══ The records ══

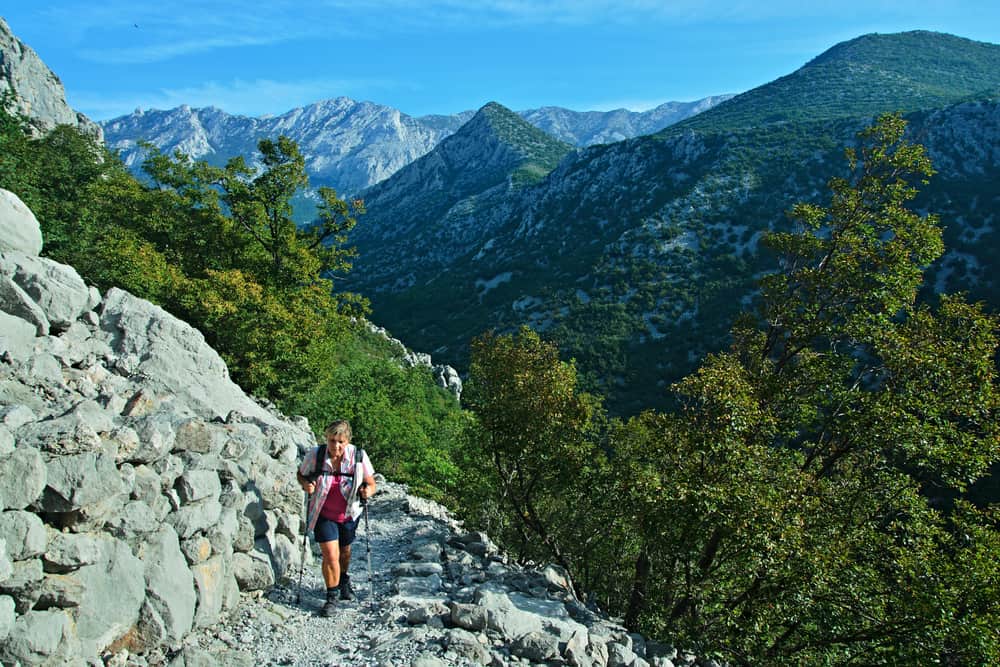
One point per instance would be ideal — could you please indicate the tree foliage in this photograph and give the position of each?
(802, 506)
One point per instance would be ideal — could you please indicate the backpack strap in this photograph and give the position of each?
(320, 460)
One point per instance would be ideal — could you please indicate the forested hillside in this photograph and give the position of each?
(635, 257)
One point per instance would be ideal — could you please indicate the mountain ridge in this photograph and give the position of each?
(635, 256)
(353, 145)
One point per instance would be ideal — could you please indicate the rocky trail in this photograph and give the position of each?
(442, 598)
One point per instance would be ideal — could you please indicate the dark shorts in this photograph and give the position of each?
(328, 531)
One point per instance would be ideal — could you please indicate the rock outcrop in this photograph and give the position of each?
(138, 483)
(38, 92)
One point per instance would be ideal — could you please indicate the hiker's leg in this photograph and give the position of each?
(345, 558)
(328, 537)
(331, 563)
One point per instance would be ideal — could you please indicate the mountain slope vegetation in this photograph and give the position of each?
(635, 256)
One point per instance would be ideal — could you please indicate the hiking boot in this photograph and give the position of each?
(346, 592)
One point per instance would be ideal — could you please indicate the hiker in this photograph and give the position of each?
(335, 491)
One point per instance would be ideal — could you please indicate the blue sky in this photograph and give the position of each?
(446, 56)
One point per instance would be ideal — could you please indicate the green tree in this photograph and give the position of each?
(797, 505)
(260, 203)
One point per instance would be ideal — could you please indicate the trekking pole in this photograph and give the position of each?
(368, 550)
(302, 560)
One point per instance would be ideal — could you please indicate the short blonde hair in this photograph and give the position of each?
(339, 427)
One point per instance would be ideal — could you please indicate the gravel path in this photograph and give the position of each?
(271, 629)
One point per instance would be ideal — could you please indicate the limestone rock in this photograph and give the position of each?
(38, 92)
(170, 588)
(19, 228)
(172, 357)
(23, 476)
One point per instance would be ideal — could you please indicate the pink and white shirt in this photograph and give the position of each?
(348, 478)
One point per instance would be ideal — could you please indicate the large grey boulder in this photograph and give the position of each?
(16, 334)
(39, 637)
(23, 476)
(38, 92)
(169, 584)
(115, 588)
(19, 228)
(18, 304)
(57, 288)
(25, 534)
(80, 481)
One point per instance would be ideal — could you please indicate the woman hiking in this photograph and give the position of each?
(336, 488)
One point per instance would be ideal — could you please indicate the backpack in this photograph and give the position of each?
(359, 457)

═══

Output, unchanged, the lines from the line with "indicate the short" through the final line of the material.

» **Response to this exercise**:
One point per instance would be ideal — could you please indicate the short blonde hair in this photograph and give the position of each?
(339, 427)
One point per instance would be ideal — could you please indicate the gravel path in this photograph and give the position of each?
(271, 629)
One point per instance would be ideal — could you please indicate the limestone rock in this photograph and give the position of each?
(38, 92)
(170, 588)
(19, 228)
(172, 357)
(23, 476)
One point per instance would be ideal — could you please indicate the pink and white shirt in this photograph and give the position of each?
(348, 478)
One point per instance would be ideal — could you please indicate the large grey boulder in this photograph and give the position of each?
(16, 334)
(39, 637)
(23, 476)
(38, 92)
(169, 584)
(115, 588)
(19, 228)
(18, 304)
(57, 288)
(25, 534)
(80, 481)
One point per instance would be ideal — could you please indicate the woman hiking in this photograph and give the position of each?
(336, 488)
One point per instance would be ideal — could you please indicate the backpack in this photograph and give the position of each?
(359, 457)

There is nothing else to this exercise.